#### [Task to complete]
Rewrite the lines below, replacing "outline" with "boundary" everywhere it appears and leaving everything else the same.

#### [Exercise input]
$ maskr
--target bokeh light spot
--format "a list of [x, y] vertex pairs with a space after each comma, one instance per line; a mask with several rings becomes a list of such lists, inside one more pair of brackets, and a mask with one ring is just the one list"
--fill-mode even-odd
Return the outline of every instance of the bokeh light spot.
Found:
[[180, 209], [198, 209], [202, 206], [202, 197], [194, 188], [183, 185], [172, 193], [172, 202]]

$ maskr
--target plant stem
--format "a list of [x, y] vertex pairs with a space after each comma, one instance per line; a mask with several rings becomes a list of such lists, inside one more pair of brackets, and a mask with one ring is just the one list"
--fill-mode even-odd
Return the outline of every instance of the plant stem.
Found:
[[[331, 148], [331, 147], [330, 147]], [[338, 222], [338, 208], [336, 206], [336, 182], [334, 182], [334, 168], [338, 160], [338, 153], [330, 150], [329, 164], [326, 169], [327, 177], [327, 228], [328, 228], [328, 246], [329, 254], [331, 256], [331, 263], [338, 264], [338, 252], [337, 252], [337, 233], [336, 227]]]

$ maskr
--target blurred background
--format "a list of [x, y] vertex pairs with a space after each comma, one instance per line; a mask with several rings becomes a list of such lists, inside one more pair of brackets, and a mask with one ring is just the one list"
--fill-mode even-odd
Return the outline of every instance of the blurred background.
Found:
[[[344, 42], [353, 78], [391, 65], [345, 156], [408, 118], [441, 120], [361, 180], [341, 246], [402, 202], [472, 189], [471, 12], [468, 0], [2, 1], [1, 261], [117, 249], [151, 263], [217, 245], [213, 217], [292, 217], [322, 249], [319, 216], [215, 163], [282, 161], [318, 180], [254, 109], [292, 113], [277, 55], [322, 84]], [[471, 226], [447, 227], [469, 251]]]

#### [Expected answer]
$ maskr
--target bokeh light spot
--format "a list of [x, y] vertex pairs with a space after each comma, one instance per line; a mask with several rings becomes a list of such lists, inside one more pair of brackets, and a mask with one ring is just the one list"
--fill-mode even-odd
Return the boundary of every instance of the bokeh light spot.
Found:
[[180, 209], [198, 209], [202, 206], [202, 197], [194, 188], [183, 185], [172, 193], [172, 202]]

$ maskr
--target plant stem
--format "a list of [x, y] vertex pairs with a space after each comma, one instance per line; a mask with several rings becomes a list of such lists, inside one more pair of brackets, and a mask with one ring is just the one list"
--fill-mode even-odd
Return the boundary of every instance of the plant stem.
Found:
[[[331, 148], [331, 147], [330, 147]], [[338, 222], [338, 208], [336, 206], [336, 182], [334, 182], [334, 168], [338, 160], [338, 153], [330, 150], [329, 164], [326, 169], [327, 177], [327, 228], [328, 228], [328, 246], [329, 254], [331, 256], [331, 263], [338, 264], [338, 252], [337, 252], [337, 233], [336, 227]]]

$ maskr
--target blurred background
--format "a list of [x, y] vertex pairs with a space after each comma, one instance per line; a mask with several rings becomes a list of such lists, inside one more pair of brackets, and a mask with one ring is just the one list"
--fill-mode even-odd
Return the boundary of every instance of the blurred background.
Found:
[[[344, 42], [353, 78], [391, 65], [345, 156], [408, 118], [441, 120], [361, 180], [341, 246], [402, 202], [472, 189], [471, 12], [468, 0], [2, 1], [1, 261], [117, 249], [151, 263], [217, 245], [213, 217], [292, 217], [322, 249], [319, 216], [215, 163], [282, 161], [318, 180], [254, 109], [292, 113], [277, 55], [322, 84]], [[471, 226], [447, 227], [469, 251]]]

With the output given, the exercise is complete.